#### [Assigned task]
Begin with the line containing "Need: a point on every instance of the antelope" and copy every line after it to the end of the entries, exactly, leaving out the lines before it.

Top of Exercise materials

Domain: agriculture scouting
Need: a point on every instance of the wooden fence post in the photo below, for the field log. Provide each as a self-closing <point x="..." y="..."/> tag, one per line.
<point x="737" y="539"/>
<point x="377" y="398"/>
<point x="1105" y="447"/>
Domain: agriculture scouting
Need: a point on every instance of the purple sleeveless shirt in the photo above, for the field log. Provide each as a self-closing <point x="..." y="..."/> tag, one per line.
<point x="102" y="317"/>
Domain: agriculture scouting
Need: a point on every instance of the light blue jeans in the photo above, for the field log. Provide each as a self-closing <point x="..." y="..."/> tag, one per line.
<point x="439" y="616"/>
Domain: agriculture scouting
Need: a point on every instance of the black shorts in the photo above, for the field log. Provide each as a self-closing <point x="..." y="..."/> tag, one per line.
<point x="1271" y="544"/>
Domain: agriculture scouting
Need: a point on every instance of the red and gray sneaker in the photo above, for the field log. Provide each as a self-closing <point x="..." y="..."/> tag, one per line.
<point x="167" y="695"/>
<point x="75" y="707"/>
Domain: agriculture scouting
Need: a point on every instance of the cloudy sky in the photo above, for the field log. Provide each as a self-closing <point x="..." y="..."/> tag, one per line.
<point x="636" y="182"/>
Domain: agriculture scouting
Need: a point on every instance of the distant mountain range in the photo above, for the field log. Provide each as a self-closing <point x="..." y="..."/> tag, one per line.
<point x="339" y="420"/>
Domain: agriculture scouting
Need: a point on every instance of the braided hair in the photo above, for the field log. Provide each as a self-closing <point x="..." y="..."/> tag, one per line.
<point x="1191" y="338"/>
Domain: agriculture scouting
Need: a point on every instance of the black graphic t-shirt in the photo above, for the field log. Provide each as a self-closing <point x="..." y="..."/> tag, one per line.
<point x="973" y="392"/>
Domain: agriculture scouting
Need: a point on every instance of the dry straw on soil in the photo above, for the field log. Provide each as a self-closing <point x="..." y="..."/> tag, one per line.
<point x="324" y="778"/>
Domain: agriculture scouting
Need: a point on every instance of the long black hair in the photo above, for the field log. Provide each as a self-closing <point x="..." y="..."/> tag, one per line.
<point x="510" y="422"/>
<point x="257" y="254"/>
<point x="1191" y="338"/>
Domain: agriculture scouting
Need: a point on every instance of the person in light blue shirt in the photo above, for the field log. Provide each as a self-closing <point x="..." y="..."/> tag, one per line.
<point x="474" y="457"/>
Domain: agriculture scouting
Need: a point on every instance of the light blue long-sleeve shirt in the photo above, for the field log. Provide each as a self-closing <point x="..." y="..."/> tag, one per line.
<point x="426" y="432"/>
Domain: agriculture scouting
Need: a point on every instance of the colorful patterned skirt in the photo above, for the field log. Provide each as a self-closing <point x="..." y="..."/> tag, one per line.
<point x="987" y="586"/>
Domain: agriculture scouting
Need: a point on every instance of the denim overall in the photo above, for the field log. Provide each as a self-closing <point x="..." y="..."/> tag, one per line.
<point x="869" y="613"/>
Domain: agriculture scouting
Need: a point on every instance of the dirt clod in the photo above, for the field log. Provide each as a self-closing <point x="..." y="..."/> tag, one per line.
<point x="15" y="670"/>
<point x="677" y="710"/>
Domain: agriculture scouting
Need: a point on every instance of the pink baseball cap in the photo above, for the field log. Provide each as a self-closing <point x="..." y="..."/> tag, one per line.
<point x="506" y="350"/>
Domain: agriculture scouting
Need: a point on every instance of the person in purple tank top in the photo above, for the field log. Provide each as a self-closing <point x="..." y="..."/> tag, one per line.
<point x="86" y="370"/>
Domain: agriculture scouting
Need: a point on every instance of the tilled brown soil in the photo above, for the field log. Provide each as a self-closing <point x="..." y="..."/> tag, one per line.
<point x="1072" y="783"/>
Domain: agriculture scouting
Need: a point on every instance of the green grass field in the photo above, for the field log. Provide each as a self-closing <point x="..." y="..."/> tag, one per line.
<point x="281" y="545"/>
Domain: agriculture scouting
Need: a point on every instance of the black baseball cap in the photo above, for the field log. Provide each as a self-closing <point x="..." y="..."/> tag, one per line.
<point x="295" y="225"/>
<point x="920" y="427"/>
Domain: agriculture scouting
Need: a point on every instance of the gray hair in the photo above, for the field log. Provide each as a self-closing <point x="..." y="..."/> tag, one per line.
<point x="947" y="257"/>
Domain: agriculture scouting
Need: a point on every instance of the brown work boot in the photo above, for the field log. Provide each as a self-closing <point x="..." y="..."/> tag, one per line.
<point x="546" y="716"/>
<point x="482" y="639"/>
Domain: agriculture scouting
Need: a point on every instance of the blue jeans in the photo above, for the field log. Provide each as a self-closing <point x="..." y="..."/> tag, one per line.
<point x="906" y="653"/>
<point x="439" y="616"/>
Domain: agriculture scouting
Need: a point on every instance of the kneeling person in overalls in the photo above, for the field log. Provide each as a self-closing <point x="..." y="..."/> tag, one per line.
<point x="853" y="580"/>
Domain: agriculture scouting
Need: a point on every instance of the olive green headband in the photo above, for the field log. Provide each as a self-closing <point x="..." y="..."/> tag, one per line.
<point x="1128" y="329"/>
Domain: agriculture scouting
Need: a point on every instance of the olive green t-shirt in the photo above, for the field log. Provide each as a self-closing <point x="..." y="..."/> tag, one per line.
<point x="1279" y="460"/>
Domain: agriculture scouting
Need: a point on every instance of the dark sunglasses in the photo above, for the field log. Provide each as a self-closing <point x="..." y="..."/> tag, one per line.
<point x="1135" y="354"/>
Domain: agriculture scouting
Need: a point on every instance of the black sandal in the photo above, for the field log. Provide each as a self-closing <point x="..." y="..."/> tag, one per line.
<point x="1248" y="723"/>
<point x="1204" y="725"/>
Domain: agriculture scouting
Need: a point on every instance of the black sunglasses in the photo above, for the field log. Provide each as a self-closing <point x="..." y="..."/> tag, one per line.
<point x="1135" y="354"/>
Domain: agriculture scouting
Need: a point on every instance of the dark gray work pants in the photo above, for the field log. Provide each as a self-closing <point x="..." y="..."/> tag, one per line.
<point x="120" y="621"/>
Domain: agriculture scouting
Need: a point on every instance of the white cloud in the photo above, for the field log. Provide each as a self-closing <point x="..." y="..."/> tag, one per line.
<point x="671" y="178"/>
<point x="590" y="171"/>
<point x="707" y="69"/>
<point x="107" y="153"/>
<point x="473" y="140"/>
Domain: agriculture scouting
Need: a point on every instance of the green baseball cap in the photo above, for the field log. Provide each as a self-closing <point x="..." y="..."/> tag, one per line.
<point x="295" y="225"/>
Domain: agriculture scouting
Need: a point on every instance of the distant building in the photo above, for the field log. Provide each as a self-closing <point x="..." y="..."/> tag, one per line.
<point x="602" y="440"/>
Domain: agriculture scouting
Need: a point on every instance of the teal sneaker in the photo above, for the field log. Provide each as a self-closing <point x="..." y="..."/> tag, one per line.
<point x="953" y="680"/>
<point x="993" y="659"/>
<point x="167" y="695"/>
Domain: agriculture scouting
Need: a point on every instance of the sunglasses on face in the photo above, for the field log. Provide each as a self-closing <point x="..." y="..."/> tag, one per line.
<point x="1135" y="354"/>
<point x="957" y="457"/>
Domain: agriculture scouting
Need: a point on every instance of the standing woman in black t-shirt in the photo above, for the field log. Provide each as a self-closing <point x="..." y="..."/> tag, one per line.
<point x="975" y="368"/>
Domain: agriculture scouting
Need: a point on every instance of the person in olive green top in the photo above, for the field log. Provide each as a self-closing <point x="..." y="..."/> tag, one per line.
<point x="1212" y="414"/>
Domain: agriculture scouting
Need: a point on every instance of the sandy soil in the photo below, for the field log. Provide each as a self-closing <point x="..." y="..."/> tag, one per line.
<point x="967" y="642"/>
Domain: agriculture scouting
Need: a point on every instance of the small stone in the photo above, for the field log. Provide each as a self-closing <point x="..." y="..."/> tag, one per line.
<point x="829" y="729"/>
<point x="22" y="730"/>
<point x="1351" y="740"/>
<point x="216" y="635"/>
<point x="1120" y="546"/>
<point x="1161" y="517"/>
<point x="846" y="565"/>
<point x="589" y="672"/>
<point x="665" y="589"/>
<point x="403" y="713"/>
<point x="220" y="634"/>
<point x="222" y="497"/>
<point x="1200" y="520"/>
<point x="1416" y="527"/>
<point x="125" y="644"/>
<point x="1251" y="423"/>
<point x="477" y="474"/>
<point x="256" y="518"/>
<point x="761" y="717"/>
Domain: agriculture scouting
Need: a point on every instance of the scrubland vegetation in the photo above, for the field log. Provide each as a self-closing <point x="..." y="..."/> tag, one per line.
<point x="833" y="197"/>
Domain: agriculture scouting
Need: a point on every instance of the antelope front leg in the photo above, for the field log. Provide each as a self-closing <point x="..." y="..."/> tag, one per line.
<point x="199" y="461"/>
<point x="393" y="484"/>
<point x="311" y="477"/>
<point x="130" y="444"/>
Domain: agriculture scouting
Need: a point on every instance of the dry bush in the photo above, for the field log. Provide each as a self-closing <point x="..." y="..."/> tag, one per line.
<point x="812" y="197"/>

Bottom of Exercise materials

#### [The completed task]
Need: a point on every instance of the antelope front leg in the photo above, for the field log. Provide each as a self-closing <point x="..." y="..."/> tag, one per line.
<point x="199" y="461"/>
<point x="393" y="484"/>
<point x="311" y="477"/>
<point x="130" y="444"/>
Domain: agriculture scouting
Need: a point on every instance of the dry bush in the photo above, for the field log. Provide each as a self-closing <point x="..." y="..."/> tag, one per line.
<point x="812" y="197"/>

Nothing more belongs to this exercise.